◆ Requirement
Render the lines below as a numbered list, skipping any blank lines and leaving the picture out.
........
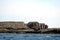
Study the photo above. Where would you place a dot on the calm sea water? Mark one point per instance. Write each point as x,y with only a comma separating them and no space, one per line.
13,36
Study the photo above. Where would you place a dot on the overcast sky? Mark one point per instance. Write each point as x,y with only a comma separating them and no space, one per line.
43,11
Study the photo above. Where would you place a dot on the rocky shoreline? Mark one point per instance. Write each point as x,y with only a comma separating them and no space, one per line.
30,27
44,31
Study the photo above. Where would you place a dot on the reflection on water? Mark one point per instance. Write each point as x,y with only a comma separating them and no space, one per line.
13,36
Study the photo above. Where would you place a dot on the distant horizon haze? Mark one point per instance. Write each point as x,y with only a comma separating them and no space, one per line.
42,11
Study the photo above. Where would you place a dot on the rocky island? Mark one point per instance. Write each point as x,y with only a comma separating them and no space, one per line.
30,27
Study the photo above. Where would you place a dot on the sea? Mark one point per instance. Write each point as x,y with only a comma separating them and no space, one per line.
19,36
........
◆ Full solution
1. Study the photo above. Where would you place a dot on the calm sea water? Mark one point per instance. Write each point as x,y with only a comma separating them and no space, one per line.
2. 13,36
3. Study the photo above. Where would you place a dot on the overcast sky? Mark one point per instance. Write each point as x,y with only a comma separating them and no space, one per line.
4. 43,11
5. Study the photo above. Where would you place a dot on the rocky shoreline? Mark one point per instance. Write each point as x,y with only a comma separating them and no space, one per line.
6. 30,27
7. 44,31
8. Study the photo above. Where would you place a dot on the reflection on water? Mark one point per instance. Write each point as x,y with only a comma separating them and no space, one per line.
9. 13,36
10. Study the photo above. Where would you place a dot on the distant horizon haze? Mark one point per instance. Write each point as x,y with only a comma separating them and no space, one per line.
11. 42,11
12. Study the photo above. Where would you place a dot on the rocky island? Mark one point per instance. Write each point as x,y with only a comma separating them and no space, one per line.
13. 30,27
14. Study the photo above. Where would you place a dot on the sea? Mark one point per instance. Write each point as x,y with only a comma separating them and no space, one per line.
15. 19,36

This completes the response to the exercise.